Excerpted passage
+++

ML Workflow Lab

Machine Learning
shiny
tidymodels
cross-validation
hyperparameter-tuning
Build, tune, and evaluate a supervised learning pipeline with tidymodels, from preprocessing through to held-out evaluation
Published

April 17, 2026

Purpose

The hardest part of learning machine learning is the pipeline: data split, preprocessing recipe, model specification, resampling plan, tuning grid, evaluation on a held-out set. The ML Workflow Lab makes every stage of a tidymodels pipeline visible and editable, so that readers can see how each choice feeds forward to the final performance estimate.

User inputs

  • Dataset (built-in classification/regression examples or user-uploaded)
  • Outcome variable and feature selection
  • Data split: proportion for training, stratification toggle
  • Preprocessing steps: imputation, normalisation, one-hot encoding, PCA, upsampling
  • Model family: logistic regression, random forest, boosted trees, SVM
  • Hyperparameter grid and resampling plan (k, repeats)

+++

Recorded information
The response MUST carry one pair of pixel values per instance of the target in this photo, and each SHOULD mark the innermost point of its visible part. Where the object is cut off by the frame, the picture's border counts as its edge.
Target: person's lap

+++

Directive A
Answer each question using the ML Workflow Lab page.
(i) On what date was it published?
(ii) According to its purpose statement, what does the ML Workflow Lab make visible and editable?
(iii) Which model families does it list among the user inputs?
Directive B
Translate this sentence from the ML Workflow Lab page into Spanish: "The ML Workflow Lab makes every stage of a tidymodels pipeline visible and editable, so that readers can see how each choice feeds forward to the final performance estimate."
The material plays no part in this work.

Reply A
(i) April 17, 2026.
(ii) Every stage of a tidymodels pipeline.
(iii) Logistic regression, random forest, boosted trees, and SVM.

Reply B
El ML Workflow Lab hace que cada etapa de un pipeline de tidymodels sea visible y editable, de modo que los lectores puedan ver cómo cada decisión se traslada hasta la estimación final del rendimiento.